◆ Records to use

- Opening Delimiter -

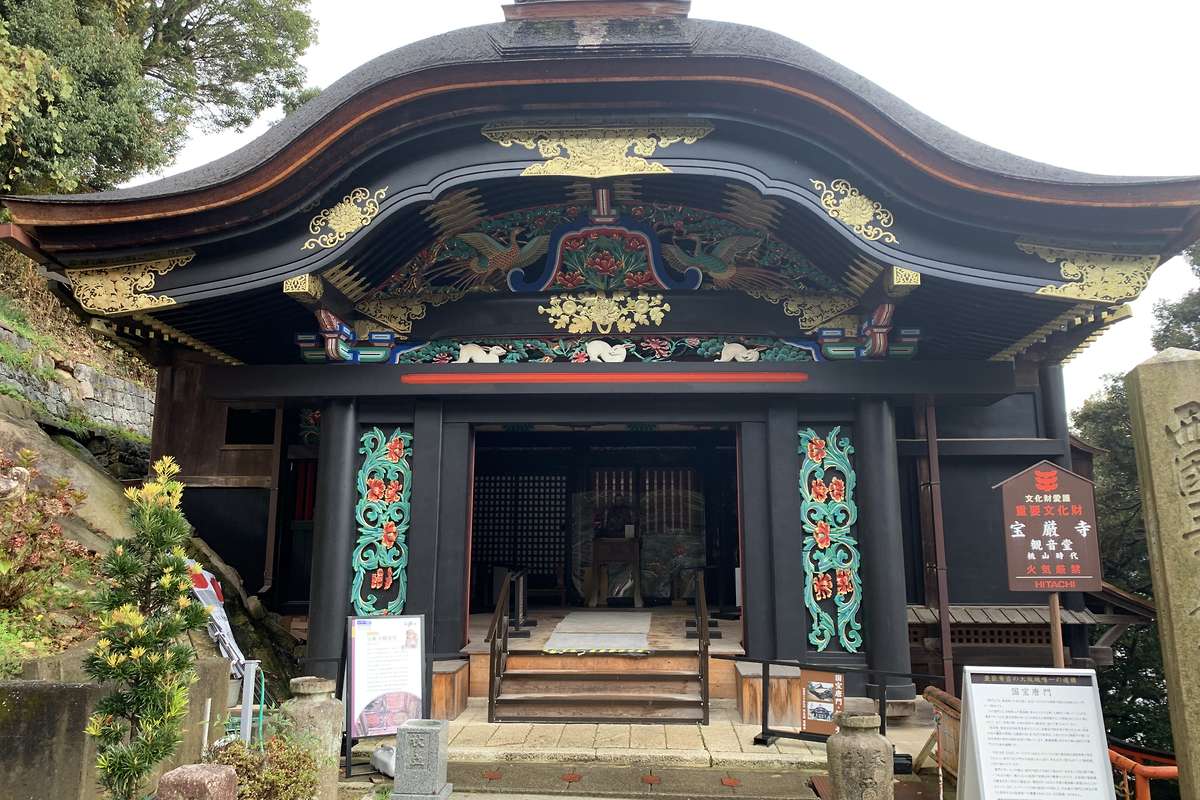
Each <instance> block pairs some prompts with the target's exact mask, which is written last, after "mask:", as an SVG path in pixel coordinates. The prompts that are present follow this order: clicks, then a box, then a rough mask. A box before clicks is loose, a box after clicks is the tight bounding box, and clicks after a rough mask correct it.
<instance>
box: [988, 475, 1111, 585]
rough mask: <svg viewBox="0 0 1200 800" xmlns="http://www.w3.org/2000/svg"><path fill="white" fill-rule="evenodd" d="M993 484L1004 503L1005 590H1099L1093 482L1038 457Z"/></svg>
mask: <svg viewBox="0 0 1200 800" xmlns="http://www.w3.org/2000/svg"><path fill="white" fill-rule="evenodd" d="M997 487H998V488H1000V489H1001V494H1002V497H1003V500H1002V501H1003V504H1004V548H1006V554H1007V555H1008V590H1009V591H1099V590H1100V584H1102V578H1100V543H1099V537H1098V536H1097V530H1096V497H1094V492H1093V489H1092V482H1091V481H1088V480H1087V479H1086V477H1082V476H1080V475H1075V474H1074V473H1072V471H1068V470H1066V469H1063V468H1062V467H1058V465H1057V464H1052V463H1050V462H1048V461H1043V462H1039V463H1037V464H1034V465H1033V467H1030V468H1028V469H1026V470H1022V471H1020V473H1018V474H1016V475H1013V476H1012V477H1009V479H1007V480H1004V481H1003V482H1002V483H998V485H997ZM992 488H996V487H992Z"/></svg>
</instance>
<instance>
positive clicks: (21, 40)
mask: <svg viewBox="0 0 1200 800" xmlns="http://www.w3.org/2000/svg"><path fill="white" fill-rule="evenodd" d="M0 19H2V20H5V22H6V23H7V28H6V29H0V182H4V184H5V186H4V187H2V188H4V191H6V192H13V193H37V192H71V191H86V190H104V188H110V187H113V186H115V185H118V184H120V182H122V181H125V180H128V179H130V178H132V176H134V175H137V174H140V173H143V172H148V170H151V172H152V170H156V169H158V168H162V167H164V166H166V164H168V163H170V161H172V160H173V158H174V156H175V154H178V151H179V149H180V148H181V146H182V144H184V140H185V138H186V136H187V127H188V125H190V124H191V122H192V121H193V120H197V119H198V120H199V121H200V122H203V124H205V126H206V127H209V128H222V127H238V128H240V127H244V126H246V125H248V124H250V122H251V121H253V119H254V118H256V116H258V115H259V114H260V113H263V112H264V110H265V109H268V108H271V107H274V106H276V104H278V103H281V102H283V101H286V100H290V98H293V97H294V96H295V95H298V94H299V92H300V91H301V89H302V86H304V68H302V67H301V66H300V64H299V58H300V55H301V54H302V53H304V52H305V49H307V47H308V46H310V44H311V43H312V41H313V35H314V30H316V23H314V22H313V20H312V18H311V17H310V16H308V0H118V1H115V2H114V1H112V0H0ZM5 176H7V179H6V180H4V178H5Z"/></svg>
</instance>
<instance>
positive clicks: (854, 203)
mask: <svg viewBox="0 0 1200 800" xmlns="http://www.w3.org/2000/svg"><path fill="white" fill-rule="evenodd" d="M809 182H810V184H812V188H815V190H816V191H817V194H818V196H820V198H821V207H823V209H824V210H826V213H828V215H829V216H830V217H833V218H834V219H836V221H838V222H840V223H841V224H844V225H846V227H847V228H850V229H851V230H853V231H854V233H856V234H858V235H859V236H862V237H863V239H865V240H868V241H882V242H887V243H889V245H895V243H898V242H899V241H900V240H899V239H896V237H895V234H893V233H892V231H890V230H887V228H890V227H892V223H893V222H895V217H893V216H892V212H890V211H888V210H887V209H884V207H883V206H882V205H881V204H878V203H876V201H875V200H872V199H871V198H869V197H866V196H865V194H863V193H862V192H859V191H858V190H857V188H856V187H853V186H851V184H850V181H847V180H845V179H842V178H836V179H834V180H832V181H829V184H828V185H827V184H826V182H824V181H818V180H817V179H815V178H814V179H810V180H809Z"/></svg>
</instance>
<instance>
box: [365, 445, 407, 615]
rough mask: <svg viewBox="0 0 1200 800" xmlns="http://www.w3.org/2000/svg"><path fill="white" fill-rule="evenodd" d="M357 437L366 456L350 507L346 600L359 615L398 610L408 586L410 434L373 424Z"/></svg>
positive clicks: (387, 611)
mask: <svg viewBox="0 0 1200 800" xmlns="http://www.w3.org/2000/svg"><path fill="white" fill-rule="evenodd" d="M359 441H360V445H361V446H360V447H359V452H360V453H362V456H364V458H362V467H360V468H359V476H358V488H359V503H358V505H356V506H355V507H354V518H355V521H356V522H358V527H359V539H358V542H356V543H355V547H354V558H353V561H352V565H353V569H354V583H353V584H352V587H350V602H352V604H353V606H354V613H355V614H358V615H360V616H370V615H373V614H400V613H402V612H403V610H404V600H406V596H407V590H408V572H407V570H408V541H407V540H408V523H409V513H410V497H412V479H413V470H412V468H410V467H409V458H410V457H412V452H413V434H412V433H408V432H406V431H400V429H396V431H394V432H392V434H391V435H390V437H385V435H384V433H383V431H380V429H379V428H371V429H370V431H367V432H366V433H364V434H362V438H361V439H360V440H359Z"/></svg>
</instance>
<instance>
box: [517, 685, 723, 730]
mask: <svg viewBox="0 0 1200 800" xmlns="http://www.w3.org/2000/svg"><path fill="white" fill-rule="evenodd" d="M703 716H704V710H703V704H702V702H701V698H700V694H691V693H686V694H672V693H664V692H656V693H646V694H642V693H611V692H606V693H602V694H599V693H598V694H578V693H562V692H542V693H521V694H517V693H509V692H505V693H503V694H500V696H499V697H497V698H496V718H497V721H500V722H517V721H521V722H539V721H564V720H570V721H572V722H632V721H635V720H653V721H658V722H691V723H695V722H700V721H702V720H703Z"/></svg>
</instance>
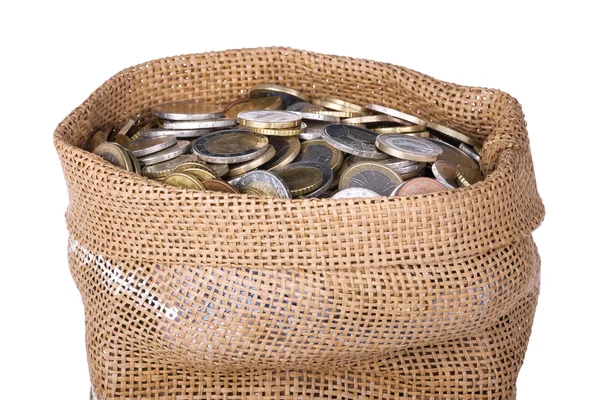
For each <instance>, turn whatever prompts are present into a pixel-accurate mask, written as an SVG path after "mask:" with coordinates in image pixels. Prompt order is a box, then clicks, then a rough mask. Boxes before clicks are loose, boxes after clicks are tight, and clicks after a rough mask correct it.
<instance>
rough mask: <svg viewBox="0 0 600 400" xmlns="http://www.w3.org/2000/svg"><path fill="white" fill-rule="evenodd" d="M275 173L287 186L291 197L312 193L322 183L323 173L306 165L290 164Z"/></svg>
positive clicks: (286, 165)
mask: <svg viewBox="0 0 600 400" xmlns="http://www.w3.org/2000/svg"><path fill="white" fill-rule="evenodd" d="M275 173H276V174H277V175H278V176H279V177H280V178H281V179H283V181H284V182H285V183H286V184H287V185H288V187H289V189H290V193H292V196H300V195H303V194H306V193H310V192H313V191H314V190H315V189H317V188H318V187H319V186H321V184H322V183H323V173H322V172H321V171H320V170H319V169H318V168H315V167H311V166H307V165H302V164H300V165H298V164H290V165H286V166H284V167H281V168H278V169H277V170H276V171H275Z"/></svg>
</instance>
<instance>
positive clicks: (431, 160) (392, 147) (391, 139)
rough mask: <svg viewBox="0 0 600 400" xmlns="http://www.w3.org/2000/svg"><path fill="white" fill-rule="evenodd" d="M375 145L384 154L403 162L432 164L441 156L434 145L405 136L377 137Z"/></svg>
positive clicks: (424, 139)
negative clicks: (432, 162)
mask: <svg viewBox="0 0 600 400" xmlns="http://www.w3.org/2000/svg"><path fill="white" fill-rule="evenodd" d="M376 145H377V148H378V149H379V150H381V151H383V152H384V153H387V154H389V155H391V156H394V157H398V158H402V159H404V160H412V161H422V162H434V161H436V160H437V159H438V157H439V156H440V155H441V154H442V148H441V147H440V146H438V145H436V144H435V143H432V142H430V141H427V140H426V139H421V138H416V137H412V136H407V135H379V136H377V143H376Z"/></svg>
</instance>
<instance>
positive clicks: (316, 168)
mask: <svg viewBox="0 0 600 400" xmlns="http://www.w3.org/2000/svg"><path fill="white" fill-rule="evenodd" d="M293 165H294V166H298V167H300V166H304V167H313V168H316V169H318V170H319V171H321V173H322V174H323V182H322V183H321V186H319V187H318V188H317V189H315V190H314V191H312V192H310V193H307V194H305V195H303V196H302V197H304V198H313V197H319V196H321V195H322V194H323V193H325V192H326V191H327V190H329V188H331V184H332V183H333V178H334V176H333V170H332V169H331V167H330V166H329V164H327V163H321V162H313V161H302V162H295V163H294V164H293Z"/></svg>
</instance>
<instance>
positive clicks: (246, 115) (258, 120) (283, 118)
mask: <svg viewBox="0 0 600 400" xmlns="http://www.w3.org/2000/svg"><path fill="white" fill-rule="evenodd" d="M238 119H240V120H246V121H252V122H260V123H292V122H297V123H298V125H300V122H301V121H300V120H301V118H299V117H298V116H297V115H296V114H294V113H292V112H289V111H281V110H256V111H242V112H241V113H239V114H238Z"/></svg>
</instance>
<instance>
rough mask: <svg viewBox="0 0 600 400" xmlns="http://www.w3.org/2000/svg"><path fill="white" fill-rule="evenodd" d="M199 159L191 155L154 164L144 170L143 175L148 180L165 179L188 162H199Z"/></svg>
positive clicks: (190, 154)
mask: <svg viewBox="0 0 600 400" xmlns="http://www.w3.org/2000/svg"><path fill="white" fill-rule="evenodd" d="M197 161H198V157H196V156H195V155H191V154H185V155H181V156H179V157H176V158H173V159H171V160H168V161H163V162H161V163H158V164H152V165H148V166H145V167H144V168H142V175H144V176H146V177H148V178H163V177H165V176H167V175H168V174H170V173H171V172H173V171H175V168H177V167H178V166H180V165H181V164H183V163H186V162H197Z"/></svg>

- Closing Delimiter -

◆ Exercise directions
Look over the listing above and copy each line that contains "coordinates".

◆ Reply
Each <instance> block pairs some prompts with the target's exact mask, which is written last, after "mask:", as an SVG path in pixel coordinates. The prompts that are present follow this order: clicks, then a box, then a rough mask. A box before clicks is loose, a box after clicks is the tight bounding box, and clicks after a rough mask correct it.
For each <instance>, turn whatever prompts are present into a pixel-accurate mask, written as an SVG path after "mask:" with coordinates in image pixels. Prompt order is a box, then clicks, then a rough mask. Boxes before clicks are loose, boxes after clicks are tight, and clicks after a rough mask correct it.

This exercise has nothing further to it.